Extract provided:
For me, poetry is of necessity incomplete, fragmentary, and discontinuous. I have often worked with invented forms of various kinds, but ultimately, what happens within the framework of a particular form is governed by accident and contingency. Before the period in which I produced the material appearing here, I spent ten years writing a long poem with seven syllables per line. (There’s an element of insanity in the poetic obsession.)

In the mid-nineties I was reading Adorno’s essays on Hegel and became fascinated with its dense, well-packed paragraphs forming a kind of architecture. This brought me back to another aspect of poetry which concerned me – the poem as object. In my mind’s eye I imagined perfectly square stanzas placed at the center of the white page, so dense as to be almost opaque. I imagined them as being something like those later sculptural works by Isamu Noguchi – blocks of stone, granite and basalt, in which signs of the human hand which shaped the stone are kept to a minimum. Just enough to bring the viewer’s attention to the “stoniness” of the stone. These two obsessions led to the writing in The Condition of Music.

The fragment is essential for me in the construction of a work. I believe that we work with a ruined language, and that by definition, we have only fragments to work with – the fragments of a dying civilization. In a kind of archaeological process, I dig up the broken pieces and attempt to put them back together, but they can never be complete.

And yet, especially in these works, I still had a very musical approach to composition. The sound and rhythm of language were very important in how a work was put together. Whether appropriated or popping up on their own, certain phrases or lines would get stuck in my head, and they insisted on getting into the poem. This was like musical composition, with various phrases taking their place in the sequence regardless of conventional meaning. Often I would hear a rhythm and sound, a kind of distant rumbling gradually approaching, the sound of speech but without words, and this would provide the framework of the poem. Later I would fill it in, often with found text.

The notebook or workbook is central to my process. This is where I collect bits and pieces of found text, sometimes lengthy quotations from my reading and whatever else I happen to collect. In recent years the visual element has also become important. Making a living as a translator, questions of language and meaning have been inescapable. One of the things that I have learned as a translator is that when it comes to meaning, context is everything. This question of context has been an important part of my process. I consider poetry to be a form of translation. The notebook is the site, something like the artist’s studio or the carpenter’s workshop, where I pursue my many obsessions, collecting bits and pieces, found objects, and seeing what fits. When I had an idea for a work (usually with a sense of its general architecture in mind) I would begin extracting material from the notebook and put it together like a collage (though the word “collage” doesn’t quite explain the process or the relationship between the fragments… an artist friend calls it “assemblage”, insisting on its physical nature).

Your tasks:
1/ Rewrite the paragraph of the essay on poetic process that begins "And yet, especially in these works" as a short bulleted list that keeps its main facts.
2/ Extend the essay on poetic process by writing a further paragraph that continues from its final sentence.

Listing:
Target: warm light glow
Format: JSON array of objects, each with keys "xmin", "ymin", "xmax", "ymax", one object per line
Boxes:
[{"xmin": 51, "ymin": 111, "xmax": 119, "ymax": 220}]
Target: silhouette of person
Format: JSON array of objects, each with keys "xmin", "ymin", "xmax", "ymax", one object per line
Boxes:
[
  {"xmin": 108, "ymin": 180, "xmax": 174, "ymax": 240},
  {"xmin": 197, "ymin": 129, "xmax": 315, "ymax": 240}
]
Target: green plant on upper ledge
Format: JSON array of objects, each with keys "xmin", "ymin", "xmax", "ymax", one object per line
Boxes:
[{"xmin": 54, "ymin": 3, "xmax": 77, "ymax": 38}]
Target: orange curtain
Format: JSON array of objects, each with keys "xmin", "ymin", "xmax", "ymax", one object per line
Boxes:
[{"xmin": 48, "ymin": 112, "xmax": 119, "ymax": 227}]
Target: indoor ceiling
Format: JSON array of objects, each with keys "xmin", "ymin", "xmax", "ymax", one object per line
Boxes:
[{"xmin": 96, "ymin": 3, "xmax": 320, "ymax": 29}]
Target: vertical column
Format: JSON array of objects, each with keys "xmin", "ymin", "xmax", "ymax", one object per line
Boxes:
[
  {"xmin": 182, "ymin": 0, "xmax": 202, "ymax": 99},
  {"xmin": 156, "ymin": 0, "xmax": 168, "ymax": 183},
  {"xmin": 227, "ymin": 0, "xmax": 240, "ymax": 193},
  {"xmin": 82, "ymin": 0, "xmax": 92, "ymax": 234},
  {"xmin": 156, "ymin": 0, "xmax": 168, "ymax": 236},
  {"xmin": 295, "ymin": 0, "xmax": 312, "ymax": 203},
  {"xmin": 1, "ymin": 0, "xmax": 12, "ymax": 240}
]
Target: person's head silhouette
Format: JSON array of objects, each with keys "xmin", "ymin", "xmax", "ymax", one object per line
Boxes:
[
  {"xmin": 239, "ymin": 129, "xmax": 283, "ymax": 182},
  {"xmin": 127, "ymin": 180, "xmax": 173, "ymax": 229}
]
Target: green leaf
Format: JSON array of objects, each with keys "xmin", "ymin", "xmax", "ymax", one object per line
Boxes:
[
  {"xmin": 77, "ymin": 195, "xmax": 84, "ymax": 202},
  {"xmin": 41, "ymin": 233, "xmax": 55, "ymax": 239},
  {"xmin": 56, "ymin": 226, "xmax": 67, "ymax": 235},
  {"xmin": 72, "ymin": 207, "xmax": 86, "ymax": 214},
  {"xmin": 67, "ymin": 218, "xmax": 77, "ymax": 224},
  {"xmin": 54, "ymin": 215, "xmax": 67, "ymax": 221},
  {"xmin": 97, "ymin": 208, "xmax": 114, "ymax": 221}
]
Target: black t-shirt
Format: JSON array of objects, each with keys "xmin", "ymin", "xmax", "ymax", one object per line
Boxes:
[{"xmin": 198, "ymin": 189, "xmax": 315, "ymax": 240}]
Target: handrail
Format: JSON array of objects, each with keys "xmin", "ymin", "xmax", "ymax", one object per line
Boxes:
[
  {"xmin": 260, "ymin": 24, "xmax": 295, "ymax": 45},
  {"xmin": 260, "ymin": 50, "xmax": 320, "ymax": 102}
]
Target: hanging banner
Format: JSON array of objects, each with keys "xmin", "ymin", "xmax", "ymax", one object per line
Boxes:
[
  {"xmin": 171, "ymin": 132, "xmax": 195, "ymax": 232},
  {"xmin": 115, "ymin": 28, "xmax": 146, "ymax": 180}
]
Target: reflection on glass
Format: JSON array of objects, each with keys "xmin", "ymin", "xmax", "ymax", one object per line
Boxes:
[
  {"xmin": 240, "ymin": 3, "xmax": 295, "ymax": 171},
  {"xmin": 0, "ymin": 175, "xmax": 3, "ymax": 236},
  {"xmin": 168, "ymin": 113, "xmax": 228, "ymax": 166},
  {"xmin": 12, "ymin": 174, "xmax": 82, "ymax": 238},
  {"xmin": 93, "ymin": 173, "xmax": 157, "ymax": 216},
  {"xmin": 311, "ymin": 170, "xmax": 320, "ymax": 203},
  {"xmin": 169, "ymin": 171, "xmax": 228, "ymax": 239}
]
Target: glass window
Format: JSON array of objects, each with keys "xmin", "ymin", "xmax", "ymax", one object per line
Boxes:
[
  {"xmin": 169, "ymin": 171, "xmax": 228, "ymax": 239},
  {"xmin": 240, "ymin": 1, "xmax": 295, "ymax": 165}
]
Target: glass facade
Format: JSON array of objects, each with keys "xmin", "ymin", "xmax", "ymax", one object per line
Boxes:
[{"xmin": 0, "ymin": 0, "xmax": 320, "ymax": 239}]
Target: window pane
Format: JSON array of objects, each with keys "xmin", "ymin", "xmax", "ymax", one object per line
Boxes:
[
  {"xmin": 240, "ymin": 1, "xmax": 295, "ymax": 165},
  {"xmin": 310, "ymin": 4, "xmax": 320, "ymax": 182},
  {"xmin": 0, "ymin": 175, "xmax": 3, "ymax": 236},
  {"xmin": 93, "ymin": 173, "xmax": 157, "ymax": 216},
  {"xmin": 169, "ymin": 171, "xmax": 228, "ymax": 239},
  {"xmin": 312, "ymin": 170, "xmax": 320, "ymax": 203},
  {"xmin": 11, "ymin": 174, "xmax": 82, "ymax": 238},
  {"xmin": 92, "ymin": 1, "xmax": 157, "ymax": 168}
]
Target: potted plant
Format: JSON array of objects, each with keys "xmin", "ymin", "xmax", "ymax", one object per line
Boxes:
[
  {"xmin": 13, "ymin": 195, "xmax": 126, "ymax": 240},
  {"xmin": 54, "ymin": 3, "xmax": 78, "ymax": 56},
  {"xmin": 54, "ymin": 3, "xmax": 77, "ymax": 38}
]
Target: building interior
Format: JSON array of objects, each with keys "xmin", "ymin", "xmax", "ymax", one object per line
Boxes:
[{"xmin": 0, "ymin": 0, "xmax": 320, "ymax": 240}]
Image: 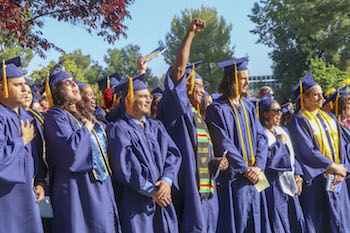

Replies:
1/
- Composition in these works was still very musical.
- The sound and rhythm of language largely determined how a work was put together.
- Certain phrases or lines, whether appropriated or arising on their own, stuck in my head and insisted on entering the poem.
- As in musical composition, these phrases took their place in the sequence regardless of conventional meaning.
- Often a rhythm and sound came first, like a distant rumbling of wordless speech approaching, and it provided the poem's framework.
- Later I filled that framework in, often with found text.

2/
The interest in poem as object, the visual interests and the process of assemblage may seem at first to contradict the elements of musical composition, the aural aspects, the lyric sensibility in the rhythmic flow of narrative sentences, but ultimately I think it’s a kind of tension between all these elements at work in the poem. Both a system of checks and balances and as a means of bringing a variety of materials into the work. It also becomes a question of texture, depth, density, etc. On the same token, fitting together the fragments is not a random process. I also include material from daily life, dreams, and so on.

I’m often asked about Japanese influences in my work being the close relationship with that culture and language which has spanned my entire adult life. I think the influence is there, but it’s rarely visible on the surface. It’s more the way I relate to language, and how, as a translator, I am always in a position outside all languages and all cultures. So in a sense to write poetry is to write in a foreign language. (I feel strongly that the position of the poet/translator/writer/thinker is essentially that of exile.) The works collected here are in a combination of prose paragraphs, shorter poetic lines and fragments, and these do sometimes take the form of haiku or haibun.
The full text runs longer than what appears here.